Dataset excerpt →
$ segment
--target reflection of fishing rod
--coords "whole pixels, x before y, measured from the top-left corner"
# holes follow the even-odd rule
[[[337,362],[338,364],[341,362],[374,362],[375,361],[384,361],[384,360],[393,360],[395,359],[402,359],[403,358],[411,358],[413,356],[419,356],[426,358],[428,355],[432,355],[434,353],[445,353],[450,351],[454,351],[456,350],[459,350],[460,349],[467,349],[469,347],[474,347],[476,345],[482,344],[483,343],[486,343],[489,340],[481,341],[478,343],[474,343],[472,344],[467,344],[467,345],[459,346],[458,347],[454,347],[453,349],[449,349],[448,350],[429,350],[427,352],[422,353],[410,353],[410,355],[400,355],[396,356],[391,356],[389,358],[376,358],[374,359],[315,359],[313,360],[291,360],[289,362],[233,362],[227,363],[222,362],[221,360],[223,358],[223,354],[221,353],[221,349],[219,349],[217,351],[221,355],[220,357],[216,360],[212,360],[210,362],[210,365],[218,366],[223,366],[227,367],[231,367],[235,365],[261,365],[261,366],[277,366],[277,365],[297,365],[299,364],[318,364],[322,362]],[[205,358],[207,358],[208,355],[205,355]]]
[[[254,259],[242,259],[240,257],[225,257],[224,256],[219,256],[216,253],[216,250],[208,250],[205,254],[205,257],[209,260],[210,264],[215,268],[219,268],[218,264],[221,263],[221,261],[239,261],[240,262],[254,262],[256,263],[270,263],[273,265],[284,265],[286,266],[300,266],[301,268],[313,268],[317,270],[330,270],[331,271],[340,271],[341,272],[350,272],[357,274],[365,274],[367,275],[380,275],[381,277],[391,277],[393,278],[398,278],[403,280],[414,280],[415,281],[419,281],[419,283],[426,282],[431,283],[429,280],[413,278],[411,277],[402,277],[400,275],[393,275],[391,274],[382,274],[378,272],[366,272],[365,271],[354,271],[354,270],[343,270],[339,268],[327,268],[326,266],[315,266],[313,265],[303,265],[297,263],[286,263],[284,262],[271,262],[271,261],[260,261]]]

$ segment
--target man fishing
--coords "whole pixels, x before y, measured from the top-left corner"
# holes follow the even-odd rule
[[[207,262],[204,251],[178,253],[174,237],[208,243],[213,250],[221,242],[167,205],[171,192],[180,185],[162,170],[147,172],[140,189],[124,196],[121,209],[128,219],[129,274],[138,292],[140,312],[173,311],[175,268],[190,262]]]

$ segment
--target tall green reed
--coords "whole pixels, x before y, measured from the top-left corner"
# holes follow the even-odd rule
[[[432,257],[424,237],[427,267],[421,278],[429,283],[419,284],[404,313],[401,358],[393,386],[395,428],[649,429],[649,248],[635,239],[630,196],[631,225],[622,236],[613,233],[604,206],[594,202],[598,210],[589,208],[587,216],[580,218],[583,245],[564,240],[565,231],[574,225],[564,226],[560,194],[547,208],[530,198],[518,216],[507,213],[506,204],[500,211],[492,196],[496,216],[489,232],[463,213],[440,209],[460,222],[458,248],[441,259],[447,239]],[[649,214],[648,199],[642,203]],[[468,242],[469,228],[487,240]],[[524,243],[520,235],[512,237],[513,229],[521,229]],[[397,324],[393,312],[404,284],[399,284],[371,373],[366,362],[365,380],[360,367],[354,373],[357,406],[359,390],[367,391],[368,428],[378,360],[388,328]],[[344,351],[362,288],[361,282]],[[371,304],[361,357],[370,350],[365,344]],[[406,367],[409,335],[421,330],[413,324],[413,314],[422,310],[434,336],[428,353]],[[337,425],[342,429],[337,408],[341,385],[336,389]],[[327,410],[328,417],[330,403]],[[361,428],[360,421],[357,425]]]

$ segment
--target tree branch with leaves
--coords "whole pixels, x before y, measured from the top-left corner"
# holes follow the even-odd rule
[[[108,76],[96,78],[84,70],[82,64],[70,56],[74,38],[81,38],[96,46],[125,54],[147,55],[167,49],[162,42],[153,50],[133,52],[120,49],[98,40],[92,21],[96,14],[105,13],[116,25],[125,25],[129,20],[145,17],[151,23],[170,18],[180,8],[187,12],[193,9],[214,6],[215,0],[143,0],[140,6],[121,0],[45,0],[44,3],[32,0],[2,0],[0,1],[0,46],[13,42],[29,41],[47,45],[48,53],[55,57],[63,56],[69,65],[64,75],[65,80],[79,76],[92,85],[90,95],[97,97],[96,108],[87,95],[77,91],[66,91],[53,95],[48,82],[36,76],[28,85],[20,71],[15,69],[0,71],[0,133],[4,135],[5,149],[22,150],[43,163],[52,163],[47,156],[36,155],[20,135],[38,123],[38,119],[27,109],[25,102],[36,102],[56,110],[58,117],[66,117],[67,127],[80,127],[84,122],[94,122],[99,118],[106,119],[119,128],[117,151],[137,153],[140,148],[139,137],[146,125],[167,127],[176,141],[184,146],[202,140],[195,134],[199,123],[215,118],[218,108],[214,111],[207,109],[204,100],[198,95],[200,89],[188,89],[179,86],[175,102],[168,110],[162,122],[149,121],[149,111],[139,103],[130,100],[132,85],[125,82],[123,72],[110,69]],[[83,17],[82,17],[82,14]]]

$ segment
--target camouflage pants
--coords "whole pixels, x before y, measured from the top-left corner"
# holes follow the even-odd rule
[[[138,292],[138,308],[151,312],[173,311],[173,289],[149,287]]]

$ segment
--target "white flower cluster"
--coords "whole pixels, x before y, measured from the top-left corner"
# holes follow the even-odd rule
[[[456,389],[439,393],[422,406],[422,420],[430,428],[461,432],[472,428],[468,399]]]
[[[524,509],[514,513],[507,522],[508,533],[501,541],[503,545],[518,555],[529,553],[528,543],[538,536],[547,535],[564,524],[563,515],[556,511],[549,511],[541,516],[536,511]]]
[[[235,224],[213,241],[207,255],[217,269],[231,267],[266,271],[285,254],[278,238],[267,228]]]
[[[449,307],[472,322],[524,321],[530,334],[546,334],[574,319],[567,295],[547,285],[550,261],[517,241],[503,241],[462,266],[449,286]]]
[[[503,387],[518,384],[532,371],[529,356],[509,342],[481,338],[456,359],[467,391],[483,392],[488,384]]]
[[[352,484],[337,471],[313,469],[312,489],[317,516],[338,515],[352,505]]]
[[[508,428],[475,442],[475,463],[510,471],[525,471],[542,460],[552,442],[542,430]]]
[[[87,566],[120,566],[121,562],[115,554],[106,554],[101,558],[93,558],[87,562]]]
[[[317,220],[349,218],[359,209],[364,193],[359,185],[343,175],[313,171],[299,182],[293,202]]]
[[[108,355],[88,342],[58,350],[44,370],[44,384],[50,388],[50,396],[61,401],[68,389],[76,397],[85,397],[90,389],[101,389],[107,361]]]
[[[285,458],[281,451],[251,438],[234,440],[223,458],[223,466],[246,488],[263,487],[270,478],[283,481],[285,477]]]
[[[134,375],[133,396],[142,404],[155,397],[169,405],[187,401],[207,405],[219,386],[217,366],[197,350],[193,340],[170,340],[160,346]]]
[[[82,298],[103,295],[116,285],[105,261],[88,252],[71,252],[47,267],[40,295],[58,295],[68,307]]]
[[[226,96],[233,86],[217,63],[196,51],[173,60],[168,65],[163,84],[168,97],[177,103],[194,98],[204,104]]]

WHAT TO PRODUCE →
Show each line of the listing that contains the string "fishing", matching case exactly.

EXPECTED OUTPUT →
--target reflection of fishing rod
--target man fishing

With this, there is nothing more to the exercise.